------ Documenttekst ------
Bedrijf van kredietunie

Vrijstelling als bedoeld in artikel 2:54q van de wet

Artikel

1j

§

2.1

Aanbieden van beleggingsobjecten

Vrijstelling als bedoeld in artikel 2:59, eerste lid, van de wet

Artikel

2

§

2.2

Aanbieden van krediet

Vrijstelling als bedoeld in artikel 2:64, eerste lid, van de wet

Artikel

3

Van artikel 2:60, eerste lid, van de wet zijn vrijgesteld ondernemingen waaraan vorderingen uit hoofde van overeenkomsten inzake krediet zijn overgedragen die zij niet zelf als wederpartij zijn aangegaan, indien het beheer en de uitvoering van die overeenkomsten krachtens overeenkomst geschiedt door een kredietbeheerder.

Artikel

3a

Van artikel 2:60, eerste lid, van de wet zijn vrijgesteld instellingen als bedoeld in artikel 5b, eerste lid, van de Algemene wet inzake rijksbelastingen, voorzover:

  • a.

    zij krediet aanbieden ter overbrugging van tijdelijke liquiditeitstekorten aan natuurlijke personen die op het tijdstip van aangaan van de overeenkomst inzake het krediet over geen of onvoldoende inkomen beschikken om in de noodzakelijke kosten van bestaan te voorzien danwel uitkeringsgerechtigde zijn als bedoeld in artikel 1, onderdeel l, van de Wet structuur uitvoeringsorganisatie werk en inkomen;

  • b.
------ Gegevensuittreksel ------
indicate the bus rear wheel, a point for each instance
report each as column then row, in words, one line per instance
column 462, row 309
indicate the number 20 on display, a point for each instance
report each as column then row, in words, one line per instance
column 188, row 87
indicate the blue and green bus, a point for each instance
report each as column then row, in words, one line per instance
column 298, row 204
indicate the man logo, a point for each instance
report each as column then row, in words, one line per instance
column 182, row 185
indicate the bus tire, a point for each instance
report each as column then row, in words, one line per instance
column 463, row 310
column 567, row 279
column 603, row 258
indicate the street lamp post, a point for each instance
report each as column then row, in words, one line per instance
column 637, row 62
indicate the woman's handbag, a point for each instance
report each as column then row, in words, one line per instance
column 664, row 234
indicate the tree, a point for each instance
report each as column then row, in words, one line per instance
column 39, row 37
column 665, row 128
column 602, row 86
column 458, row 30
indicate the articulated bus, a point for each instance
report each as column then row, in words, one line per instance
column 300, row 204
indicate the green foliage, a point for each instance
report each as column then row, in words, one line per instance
------
• _Opdracht_: Noem alle artikelnummers van "de wet" waarnaar de tekst over vrijstellingen verwijst. Noem elk nummer één keer. De records zijn hier niet nodig.

• _Antwoord_: 2:54q, 2:59, 2:64 en 2:60